## Stated exercise
Can you rewrite the rows as a numbered list, starting at the line that contains "solar panel | get-box --all" and ending at the last row, with both ends included and blank lines left out?

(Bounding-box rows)
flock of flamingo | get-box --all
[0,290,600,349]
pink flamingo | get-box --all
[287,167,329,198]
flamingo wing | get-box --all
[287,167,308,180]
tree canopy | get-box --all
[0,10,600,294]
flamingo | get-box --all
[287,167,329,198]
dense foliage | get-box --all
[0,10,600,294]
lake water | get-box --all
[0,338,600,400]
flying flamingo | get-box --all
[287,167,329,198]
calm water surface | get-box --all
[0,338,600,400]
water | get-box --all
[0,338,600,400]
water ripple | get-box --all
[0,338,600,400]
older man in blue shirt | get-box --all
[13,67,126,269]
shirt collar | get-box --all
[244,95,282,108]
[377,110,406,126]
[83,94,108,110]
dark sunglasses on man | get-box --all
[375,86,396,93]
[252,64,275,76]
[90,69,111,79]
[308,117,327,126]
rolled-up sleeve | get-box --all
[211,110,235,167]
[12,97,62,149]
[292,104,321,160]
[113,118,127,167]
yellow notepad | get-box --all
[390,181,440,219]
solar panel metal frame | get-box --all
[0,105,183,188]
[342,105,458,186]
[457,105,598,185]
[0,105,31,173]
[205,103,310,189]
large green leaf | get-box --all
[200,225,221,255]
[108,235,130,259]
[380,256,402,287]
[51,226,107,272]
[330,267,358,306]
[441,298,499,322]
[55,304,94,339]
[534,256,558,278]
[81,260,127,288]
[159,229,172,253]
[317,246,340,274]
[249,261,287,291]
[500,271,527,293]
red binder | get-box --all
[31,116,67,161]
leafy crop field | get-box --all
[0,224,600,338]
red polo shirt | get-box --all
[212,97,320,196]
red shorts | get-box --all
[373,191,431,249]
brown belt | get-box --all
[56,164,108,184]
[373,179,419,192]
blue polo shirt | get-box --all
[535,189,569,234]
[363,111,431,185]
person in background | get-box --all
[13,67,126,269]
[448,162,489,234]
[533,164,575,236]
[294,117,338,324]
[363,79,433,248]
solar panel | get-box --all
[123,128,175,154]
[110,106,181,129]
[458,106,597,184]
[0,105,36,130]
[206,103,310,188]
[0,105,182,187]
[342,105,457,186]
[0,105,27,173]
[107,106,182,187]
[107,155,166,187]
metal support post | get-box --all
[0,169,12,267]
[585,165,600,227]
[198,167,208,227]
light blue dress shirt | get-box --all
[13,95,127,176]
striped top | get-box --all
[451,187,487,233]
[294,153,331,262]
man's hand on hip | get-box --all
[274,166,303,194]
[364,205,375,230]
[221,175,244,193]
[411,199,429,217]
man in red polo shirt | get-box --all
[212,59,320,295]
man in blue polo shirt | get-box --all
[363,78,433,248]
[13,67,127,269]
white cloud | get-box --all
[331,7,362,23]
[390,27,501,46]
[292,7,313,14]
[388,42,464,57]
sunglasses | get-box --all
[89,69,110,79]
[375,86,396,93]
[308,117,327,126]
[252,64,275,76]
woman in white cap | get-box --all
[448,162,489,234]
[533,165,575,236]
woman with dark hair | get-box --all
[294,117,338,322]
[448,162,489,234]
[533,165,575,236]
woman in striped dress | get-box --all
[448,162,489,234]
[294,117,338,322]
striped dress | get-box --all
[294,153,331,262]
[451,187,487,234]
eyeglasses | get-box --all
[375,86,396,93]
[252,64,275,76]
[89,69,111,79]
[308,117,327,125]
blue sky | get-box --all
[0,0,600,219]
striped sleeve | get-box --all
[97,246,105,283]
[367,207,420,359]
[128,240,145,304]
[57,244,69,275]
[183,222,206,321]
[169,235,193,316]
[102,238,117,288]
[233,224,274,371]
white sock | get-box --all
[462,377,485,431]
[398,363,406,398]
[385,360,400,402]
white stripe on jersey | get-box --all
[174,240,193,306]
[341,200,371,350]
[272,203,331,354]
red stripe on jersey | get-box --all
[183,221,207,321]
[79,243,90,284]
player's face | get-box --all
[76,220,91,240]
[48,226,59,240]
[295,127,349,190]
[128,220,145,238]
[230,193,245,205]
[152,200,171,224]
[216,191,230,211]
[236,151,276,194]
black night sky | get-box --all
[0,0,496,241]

## Response to this task
1. solar panel | get-box --all
2. [123,128,175,154]
3. [110,106,181,129]
4. [458,106,597,184]
5. [0,105,36,130]
6. [206,103,310,188]
7. [0,105,182,187]
8. [342,105,457,186]
9. [0,105,27,173]
10. [107,106,182,187]
11. [107,155,166,187]
12. metal support post | get-box --all
13. [0,169,12,267]
14. [585,165,600,227]
15. [198,167,208,227]
16. light blue dress shirt | get-box --all
17. [13,95,127,176]
18. striped top | get-box --all
19. [451,187,487,233]
20. [294,153,331,262]
21. man's hand on hip | get-box --all
22. [274,166,303,194]
23. [364,205,375,230]
24. [221,175,244,193]
25. [411,199,429,217]
26. man in red polo shirt | get-box --all
27. [212,59,320,295]
28. man in blue polo shirt | get-box --all
29. [363,78,433,248]
30. [13,67,127,269]
31. white cloud | get-box --all
32. [331,7,362,23]
33. [390,27,501,46]
34. [292,7,313,14]
35. [388,42,464,57]
36. sunglasses | get-box --all
37. [89,69,110,79]
38. [375,86,396,93]
39. [308,117,327,126]
40. [252,64,275,76]
41. woman in white cap | get-box --all
42. [448,162,489,234]
43. [533,165,575,236]
44. woman with dark hair | get-box --all
45. [294,117,338,322]
46. [448,162,489,234]
47. [533,165,575,236]
48. woman in striped dress | get-box --all
49. [448,162,489,234]
50. [294,117,338,322]
51. striped dress | get-box --all
52. [294,153,331,262]
53. [451,187,487,234]
54. eyeglasses | get-box --all
55. [375,86,396,93]
56. [252,64,275,76]
57. [89,69,111,79]
58. [308,117,327,125]
59. blue sky | get-box --all
60. [0,0,600,219]
61. striped sleeve | get-box --all
62. [97,246,105,283]
63. [367,207,420,359]
64. [128,240,145,304]
65. [57,244,69,275]
66. [183,222,206,321]
67. [169,235,193,316]
68. [102,238,117,288]
69. [233,224,274,371]
70. white sock | get-box --all
71. [462,377,485,431]
72. [398,363,406,398]
73. [385,360,400,402]
74. white stripe on jersey | get-box --all
75. [174,240,193,306]
76. [341,200,371,350]
77. [272,203,331,354]
78. red stripe on jersey | get-box --all
79. [183,221,207,321]
80. [79,243,90,284]
81. player's face | get-box --all
82. [76,220,91,240]
83. [48,226,59,240]
84. [295,127,349,190]
85. [128,220,145,238]
86. [230,193,245,205]
87. [152,200,171,224]
88. [216,191,230,211]
89. [236,151,276,194]
90. black night sky | get-box --all
91. [0,0,496,241]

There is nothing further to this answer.